- Task details -
Below is some data. Retype exactly the lines starting at the one with "indicate the blue sea" and ending at the one with "indicate the dark".

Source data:

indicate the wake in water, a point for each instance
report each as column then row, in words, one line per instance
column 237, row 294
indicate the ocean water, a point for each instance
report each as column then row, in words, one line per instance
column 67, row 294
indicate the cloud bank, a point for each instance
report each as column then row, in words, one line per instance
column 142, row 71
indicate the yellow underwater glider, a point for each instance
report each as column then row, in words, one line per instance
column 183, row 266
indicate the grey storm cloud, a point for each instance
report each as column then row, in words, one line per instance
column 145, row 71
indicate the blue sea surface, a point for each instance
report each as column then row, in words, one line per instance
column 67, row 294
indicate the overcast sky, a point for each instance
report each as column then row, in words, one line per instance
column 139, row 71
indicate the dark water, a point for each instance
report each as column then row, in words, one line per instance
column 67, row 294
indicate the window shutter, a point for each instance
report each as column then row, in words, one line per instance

--

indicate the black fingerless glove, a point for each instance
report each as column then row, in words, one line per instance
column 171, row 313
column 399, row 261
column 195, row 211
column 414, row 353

* * *

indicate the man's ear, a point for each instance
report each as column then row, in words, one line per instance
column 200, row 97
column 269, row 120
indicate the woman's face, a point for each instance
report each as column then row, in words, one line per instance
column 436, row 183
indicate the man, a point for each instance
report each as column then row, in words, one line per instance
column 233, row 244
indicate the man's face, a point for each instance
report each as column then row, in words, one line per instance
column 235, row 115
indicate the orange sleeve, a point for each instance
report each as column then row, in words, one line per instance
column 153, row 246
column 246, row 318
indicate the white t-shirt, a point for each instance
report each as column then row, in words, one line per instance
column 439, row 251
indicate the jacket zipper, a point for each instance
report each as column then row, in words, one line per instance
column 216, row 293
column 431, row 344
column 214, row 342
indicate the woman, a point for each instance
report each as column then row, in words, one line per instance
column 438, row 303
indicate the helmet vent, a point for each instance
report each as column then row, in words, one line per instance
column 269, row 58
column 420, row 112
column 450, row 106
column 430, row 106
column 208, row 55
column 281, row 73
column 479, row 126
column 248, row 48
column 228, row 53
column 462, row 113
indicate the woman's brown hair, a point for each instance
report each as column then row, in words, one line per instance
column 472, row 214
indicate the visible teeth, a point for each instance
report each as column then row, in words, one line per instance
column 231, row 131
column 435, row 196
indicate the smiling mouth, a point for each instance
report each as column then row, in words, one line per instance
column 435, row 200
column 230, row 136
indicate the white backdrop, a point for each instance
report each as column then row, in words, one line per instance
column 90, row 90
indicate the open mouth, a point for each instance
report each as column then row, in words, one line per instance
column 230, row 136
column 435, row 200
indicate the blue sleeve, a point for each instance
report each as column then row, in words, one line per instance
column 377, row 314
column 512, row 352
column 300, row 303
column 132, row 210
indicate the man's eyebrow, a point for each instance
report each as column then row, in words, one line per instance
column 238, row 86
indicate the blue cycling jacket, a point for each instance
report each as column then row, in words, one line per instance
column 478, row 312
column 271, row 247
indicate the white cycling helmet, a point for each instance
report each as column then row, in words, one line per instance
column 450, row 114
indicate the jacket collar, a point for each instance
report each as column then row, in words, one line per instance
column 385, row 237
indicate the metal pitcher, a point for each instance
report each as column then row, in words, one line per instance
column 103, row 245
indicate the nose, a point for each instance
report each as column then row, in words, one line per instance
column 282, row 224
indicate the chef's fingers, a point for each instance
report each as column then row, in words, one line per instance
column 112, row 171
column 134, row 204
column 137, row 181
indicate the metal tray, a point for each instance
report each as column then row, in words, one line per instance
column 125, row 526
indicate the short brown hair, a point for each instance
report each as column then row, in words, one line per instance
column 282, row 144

- Output for this exercise -
indicate the blue sea surface, a point for each instance
report each as column then row, in words, one line per instance
column 67, row 294
indicate the overcast sky, a point for each instance
report each as column then row, in words, one line per instance
column 139, row 71
indicate the dark water, a point for each instance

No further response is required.